Brano estratto:

◇ ◇ ◇ ◇ ◇ ◇ ◇

Giovani e Vescovi. «I riti della Chiesa non attirano? Chiediamo uno sguardo di amore»
Uno dei momenti della giornata "Giovani e Vescovi", il 6 novembre in Duomo, a Milano
Cosa possono dire i giovani alla Chiesa su tematiche come gli affetti, l'ecologia, l'intercultura, i riti, la vocazione e il lavoro? La domanda è al centro di "Giovani e Vescovi", percorso che sta coinvolgendo in questi mesi tutte le diocesi della lombardia. Al centro c'è il dialogo tra Vescovi e giovani su temi importanti per la loro vita. La prima tappa è stata il 6 novembre, in Duomo, a Milano: quel giorno Vescovi e ragazzi si sono incontrati attorno ad alcuni tavoli tematici e hanno raccolto numerose idee per immaginare strade di crescita e rinnovamento dentro la Chiesa.
Le voci dei giovani sui riti: «Prima di chiederci come portare i giovani a Messa dobbiamo capire come far nascere il desiderio della fede»
I giovani che il 6 novembre si sono seduti ai tavoli tematici dei «Riti» hanno avuto come guida una domanda: «Spesso si accusa la Chiesa di avere riti vecchi e stanchi. Condividi questa visione?». Per rispondere sono partiti da un dato concreto: i coetanei che abitualmente frequentano le liturgie della Chiesa sono una netta minoranza, e anche chi partecipa spesso lo fa per «obbligo o abitudine». Si cerca la motivazione di questo allontanamento: l’analisi cade sui linguaggi, considerati a volte «difficili», come i tempi delle Messe, gli atteggiamenti dei celebranti. Alcuni constatano la mancanza di un’educazione ai significati dei riti: «Le celebrazioni sono molto simboliche, e se i simboli non si svelano il rito rimane vuoto» sottolineano. «Come si può valorizzare la bellezza di un rito che si rinnova ma non si stravolge?» chiedono in tanti.

◇ ◇ ◇ ◇ ◇ ◇ ◇

Materiale raccolto:

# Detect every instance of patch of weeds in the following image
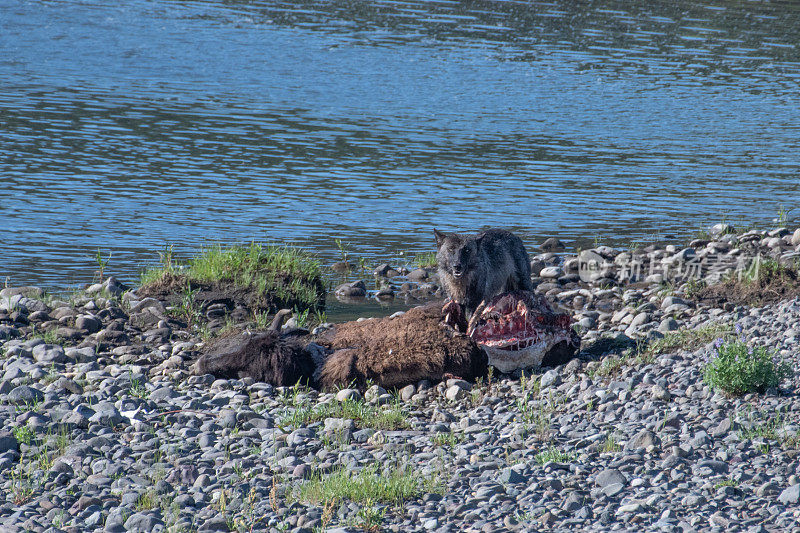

◇ ◇ ◇ ◇ ◇ ◇ ◇

Da fare:
1. Ricopia dal brano il passo che va da "Uno dei momenti" a "dentro la Chiesa.".
2. Rispondi a queste domande sul brano:
(a) In quale giorno e in quale luogo si è svolta la prima tappa di "Giovani e Vescovi"?
(b) Quale domanda ha fatto da guida ai giovani seduti ai tavoli tematici dei «Riti»?
(c) Secondo alcuni giovani, che cosa accade al rito se i simboli non si svelano?
Il materiale raccolto non ha alcun legame con il brano.

Risposte ai compiti:
1.
Uno dei momenti della giornata "Giovani e Vescovi", il 6 novembre in Duomo, a Milano
Cosa possono dire i giovani alla Chiesa su tematiche come gli affetti, l'ecologia, l'intercultura, i riti, la vocazione e il lavoro? La domanda è al centro di "Giovani e Vescovi", percorso che sta coinvolgendo in questi mesi tutte le diocesi della lombardia. Al centro c'è il dialogo tra Vescovi e giovani su temi importanti per la loro vita. La prima tappa è stata il 6 novembre, in Duomo, a Milano: quel giorno Vescovi e ragazzi si sono incontrati attorno ad alcuni tavoli tematici e hanno raccolto numerose idee per immaginare strade di crescita e rinnovamento dentro la Chiesa.

2.
(a) Il 6 novembre, nel Duomo di Milano.
(b) «Spesso si accusa la Chiesa di avere riti vecchi e stanchi. Condividi questa visione?»
(c) Il rito rimane vuoto.